EXCERPTED PASSAGE –

Beyond Mood: Structural Brain Changes
The conventional understanding of psilocybin focuses on its acute psychological effects — the hours-long experience of altered consciousness, emotional processing, and mystical states. But the most scientifically significant finding of the past five years is not what psilocybin does during the experience. It is what it does to the brain's physical structure in the days and weeks after.
Neuroplasticity — the brain's ability to form new synaptic connections and reorganise its network architecture — is the mechanism through which all learning, recovery, and adaptation occurs. Depression, PTSD, addiction, and chronic stress all reduce neuroplasticity. Psilocybin appears to dramatically increase it.
The Synaptogenesis Finding
The landmark study was published in Neuron in 2021 by Ly et al. at UC Davis. Using mouse models, the researchers found that a single dose of psilocybin produced a 10% increase in dendritic spine density in the prefrontal cortex within 24 hours — and that this increase persisted for at least one month. Dendritic spines are the physical sites of synaptic connections: more spines means more connections means greater neural flexibility.

Items from a dataset
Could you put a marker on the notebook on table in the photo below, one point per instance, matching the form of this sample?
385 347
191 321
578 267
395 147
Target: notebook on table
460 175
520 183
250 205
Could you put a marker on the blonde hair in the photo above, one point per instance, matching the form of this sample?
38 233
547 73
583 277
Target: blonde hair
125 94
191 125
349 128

DIRECTIONS –
**A.** According to the passage on psilocybin and brain structure, how long did the rise in dendritic spine density last after a single dose?
**B.** Write out the passage on psilocybin and brain structure from "Beyond Mood: Structural" up to and including "dramatically increase it.".
The rows were taken from a separate source.

ANSWERS –
**A.** At least one month.

**B.**
Beyond Mood: Structural Brain Changes
The conventional understanding of psilocybin focuses on its acute psychological effects — the hours-long experience of altered consciousness, emotional processing, and mystical states. But the most scientifically significant finding of the past five years is not what psilocybin does during the experience. It is what it does to the brain's physical structure in the days and weeks after.
Neuroplasticity — the brain's ability to form new synaptic connections and reorganise its network architecture — is the mechanism through which all learning, recovery, and adaptation occurs. Depression, PTSD, addiction, and chronic stress all reduce neuroplasticity. Psilocybin appears to dramatically increase it.